▶ [SOAL LATIHAN]:
Teruskan tulisan tentang dosen yang menghadapi mahasiswa pendiam di kelas, mulai dari sesudah kalimat terakhirnya.

▶ [PETIKAN TEKS]:
● ● ● ● ● ● ●
Jangan cuma menuntut dosen enakARTIKEL
Jan 14, 2009 05:33 oleh Admin
"Kecuali anda, anda, dan anda -- saya menunjuk ke tiga orang mahasiswa karena sedari tadi mereka aktif menjawab dan bertanya -- saya ingin bertanya kepada yang lain", ujar saya.
"Bagaimana pendapat Anda mengenai (bla bla bla) ...... ?"
".............................", hening.
"Anda (saya menatap kepada seorang mahasiswi) ... bagaimana menurut anda ?"
" ...........................", sepi.
"Anda (saya mempersilakan mahasiswi lainnya) .. bagaimana menurut anda ?"
" ............................", sunyi.
"Apakah anda paham dengan maksud pertanyaan saya ?"
Para mahasiswa sebagian besar mengangguk.
"Kalau begitu saya bertanya dengan cara lain. Kalau ....(bla bla bla) .. bagaimana tindakan anda ?".
" ...................................", hening.
Saya segera mengakhiri sessi tadi karena memang waktu pelajaran habis. Emosi saya membajak pikiran saya. Saya perlu mengumpulkan power untuk kembali berkuasa atas perasaan saya sendiri.
Cukup lama saya duduk terdiam sambil introspeksi, apa yang membuat kali itu mahasiswa tidak menunjukkan keaktifan sama sekali. Apakah cara saya menerangkan yang 'ketinggian', atau justru 'terlalu cetek', atau ada 'pengkondisian' sedemikian rupa oleh pengajar dan metode belajar materi lain sehingga mahasiswa terprogram menjadi enggan bicara ? ... Sewaktu saya menjelaskan materi sih mereka 'trance' dan dari kalibrasi saya cukup 'menikmati'. Tapi pas ditanya, ibarat menggali sumur, saya ketemu dengan bebatuan cadas.
"Lha, supaya jelas tanya dong kepada mereka kenapa mereka begitu ?". Sebuah suara terdengar di telinga mental. Yaa bagaimana saya tahu apa yang ada di pikiran mereka, lha wong waktu saya tanya "apa yang terjadi yang anda rasakan yang membuat anda tidak menjawab pertanyaan saya ?", itu saja mereka diam.
Dalam beberapa kesempatan, saya sering dicurhati mahasiswa, kalau dosen ini atau dosen itu mengajarnya tidak enak. Yang kurang ini lah, yang terlalu itu lah. Biasanya, saya meneruskan informasi ini kepada pihak yang berwenang untuk mengevaluasi kinerja dosen.
● ● ● ● ● ● ●
Data dari set pelabelan titik
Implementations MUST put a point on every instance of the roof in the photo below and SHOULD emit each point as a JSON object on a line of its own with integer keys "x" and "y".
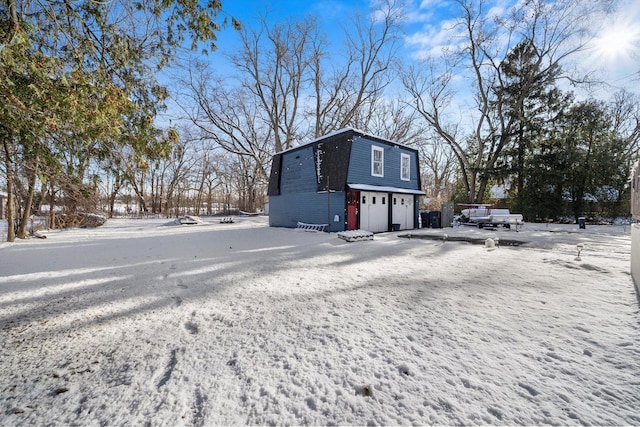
{"x": 384, "y": 189}
{"x": 345, "y": 130}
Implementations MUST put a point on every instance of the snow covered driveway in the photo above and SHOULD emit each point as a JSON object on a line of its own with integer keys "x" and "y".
{"x": 137, "y": 322}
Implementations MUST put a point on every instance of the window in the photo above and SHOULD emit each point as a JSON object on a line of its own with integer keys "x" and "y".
{"x": 377, "y": 161}
{"x": 405, "y": 167}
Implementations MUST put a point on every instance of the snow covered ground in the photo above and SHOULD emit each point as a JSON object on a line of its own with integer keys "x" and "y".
{"x": 140, "y": 322}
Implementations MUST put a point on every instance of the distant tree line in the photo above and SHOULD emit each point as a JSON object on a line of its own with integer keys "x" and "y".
{"x": 80, "y": 98}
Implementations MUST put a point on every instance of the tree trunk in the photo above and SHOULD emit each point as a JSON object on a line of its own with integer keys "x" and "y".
{"x": 24, "y": 221}
{"x": 11, "y": 236}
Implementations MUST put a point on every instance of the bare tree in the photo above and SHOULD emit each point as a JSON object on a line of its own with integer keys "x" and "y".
{"x": 356, "y": 83}
{"x": 555, "y": 33}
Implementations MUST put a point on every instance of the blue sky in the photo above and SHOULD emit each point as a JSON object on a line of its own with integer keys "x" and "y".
{"x": 615, "y": 53}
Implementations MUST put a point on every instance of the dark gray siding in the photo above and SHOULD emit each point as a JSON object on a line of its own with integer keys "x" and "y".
{"x": 298, "y": 172}
{"x": 360, "y": 165}
{"x": 288, "y": 209}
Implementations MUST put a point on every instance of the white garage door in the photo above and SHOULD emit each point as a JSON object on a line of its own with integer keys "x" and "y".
{"x": 402, "y": 210}
{"x": 374, "y": 211}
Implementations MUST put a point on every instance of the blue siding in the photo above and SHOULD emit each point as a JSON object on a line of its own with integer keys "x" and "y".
{"x": 310, "y": 207}
{"x": 360, "y": 165}
{"x": 298, "y": 172}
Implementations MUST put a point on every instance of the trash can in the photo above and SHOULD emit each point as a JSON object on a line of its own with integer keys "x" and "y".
{"x": 424, "y": 219}
{"x": 434, "y": 219}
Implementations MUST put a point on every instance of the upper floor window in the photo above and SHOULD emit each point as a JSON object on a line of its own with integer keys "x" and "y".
● ● ● ● ● ● ●
▶ [JAWABAN LATIHAN]:
Kalau mahasiswa punya tempat dan saluran untuk komplain dosennya tidak enak, lalu sekarang kalau saya mau komplain mahasiswanya tidak enak, saya harus kemana ?
"Lho, ya mahasiswa kan sudah membayar, jadi dosen yang tanggungjawab untuk melayani mereka mendapat ilmu dengan cara yang mereka senangi. Kan mereka customer ..", mungkin seseorang menyanggah saya seperti itu. Kalau ibarat dosen itu penjual dan mahasiswa adalah pembeli, 'kan W. Clement Stone sudah bilang, "Penjualan itu tergantung pada sikap penjualnya, bukan pada sikap prospek".
Hehehe, saya cuma berpikir, itu cara pandang jual beli -- transaksional. Customer model seperti itu tujuannya untuk 'mengkonsumsi' barang yang kita jual. Saya memilih pemahaman bahwa belajar bukanlah mengkonsumsi. Belajar adalah memproduksi. Belajar adalah transformasi. Belajar adalah berubah. Mereka datang ke kampus untuk mendapat ilmu bukan untuk dikonsumsi -- apalagi sampai tuwok kata orang Jawa --, melainkan untuk direproduksi menjadi pengetahuan, gagasan, dan rencana tindakan. Lebih jauh lagi, mereka belajar untuk menjadi apa dan bagaimana. Dosen tugasnya memfasilitasi mereka memproduksi apa yang mereka butuhkan dan bertransformasi menjadi apa yang mereka inginkan. Jadi, kalau mereka tidak mau difasilitasi, ya sudah, itu tanggungjawab mereka sendiri.
Kalau saya jadi mahasiswa, kalau saya menuntut harus mendapat dosen yang enak, maka saya juga mengharuskan diri saya sendiri menjadi menjadi mahasiswa yang enak.
"Alaaah, pakai sok proaktif ala seven habits. Emang dulu waktu kamu masih mahasiswa, mikirnya kayak gitu ? Itu kan karena sekarang kamu lagi bete gara-gara kelakuan mahasiswa itu tadi kan. Lagipula, mereka sadar nggak tujuan mereka belajar?. Mereka paham nggak kalau belajar itu mereproduksi dan bertransformasi ?", sang suara bilang begitu.
Keengganan atau penolakan seseorang, penyebabnya pasti karena belum terciptanya 'hubungan' yang baik. Saya menduga, masalahnya adalah mereka masih tidak merasa nyaman untuk bicara. Kalau saja saya bisa menciptakan suasana dan 'cuaca' yang membuat mereka nyaman bicara, tentu kejadiannya tidak seperti yang saya alami tadi. "Resistance indicates the lack of rapport", begitu Judith de Lozier mengajarkan.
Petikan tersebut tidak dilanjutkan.